**TASK OBJECTIVE**.
Copy out all the lines of the records below, requests included, but leave out the pictures. In the answers, shift every number up by 26, both the viewBox values and the outline coordinates.

## begin RAW DATA

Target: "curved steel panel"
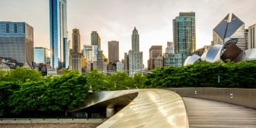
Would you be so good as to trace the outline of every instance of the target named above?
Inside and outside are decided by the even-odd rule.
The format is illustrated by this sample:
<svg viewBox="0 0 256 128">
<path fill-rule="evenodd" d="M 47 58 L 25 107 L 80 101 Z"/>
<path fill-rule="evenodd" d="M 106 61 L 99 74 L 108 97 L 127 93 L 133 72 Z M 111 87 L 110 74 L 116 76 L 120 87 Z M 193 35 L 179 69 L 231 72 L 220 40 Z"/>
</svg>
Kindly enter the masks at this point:
<svg viewBox="0 0 256 128">
<path fill-rule="evenodd" d="M 207 52 L 206 61 L 207 62 L 214 63 L 216 61 L 221 61 L 220 52 L 222 50 L 222 45 L 214 45 Z"/>
<path fill-rule="evenodd" d="M 184 61 L 184 66 L 194 64 L 200 59 L 200 57 L 197 55 L 193 55 L 192 56 L 188 56 Z"/>
<path fill-rule="evenodd" d="M 244 51 L 245 61 L 254 61 L 256 60 L 256 48 L 248 49 Z"/>
<path fill-rule="evenodd" d="M 181 97 L 169 90 L 134 89 L 94 93 L 94 96 L 91 96 L 92 98 L 88 98 L 90 101 L 87 101 L 88 103 L 79 109 L 98 105 L 110 99 L 125 100 L 123 97 L 119 97 L 134 93 L 138 95 L 130 104 L 101 124 L 98 128 L 189 127 L 186 108 Z M 116 101 L 116 104 L 118 104 L 118 101 Z"/>
</svg>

## end RAW DATA

**TASK SOLUTION**.
Target: "curved steel panel"
Would you be so good as to trace the outline of every instance of the target named above?
Inside and outside are decided by the even-odd rule.
The format is illustrated by this sample:
<svg viewBox="0 0 256 128">
<path fill-rule="evenodd" d="M 47 58 L 25 107 L 80 101 Z"/>
<path fill-rule="evenodd" d="M 106 61 L 99 74 L 108 97 L 127 93 L 133 72 Z M 111 87 L 110 74 L 116 76 L 120 87 Z M 193 35 L 179 69 L 231 72 L 220 40 Z"/>
</svg>
Kindly enter the masks at this point:
<svg viewBox="26 26 282 154">
<path fill-rule="evenodd" d="M 233 78 L 232 87 L 233 88 L 240 89 L 242 87 L 247 87 L 246 78 L 248 76 L 248 71 L 240 71 Z"/>
<path fill-rule="evenodd" d="M 210 87 L 210 92 L 220 90 L 226 85 L 226 83 L 223 81 L 219 81 L 218 82 L 214 82 Z"/>
<path fill-rule="evenodd" d="M 270 77 L 271 87 L 280 87 L 282 86 L 282 74 L 274 75 Z"/>
<path fill-rule="evenodd" d="M 207 123 L 195 116 L 160 115 L 120 119 L 120 122 L 117 122 L 118 124 L 114 124 L 116 127 L 113 127 L 114 129 L 105 135 L 124 131 L 136 125 L 151 126 L 149 123 L 145 123 L 160 119 L 164 121 L 156 130 L 127 150 L 124 154 L 215 153 L 212 134 Z M 142 127 L 142 130 L 144 130 L 144 127 Z"/>
</svg>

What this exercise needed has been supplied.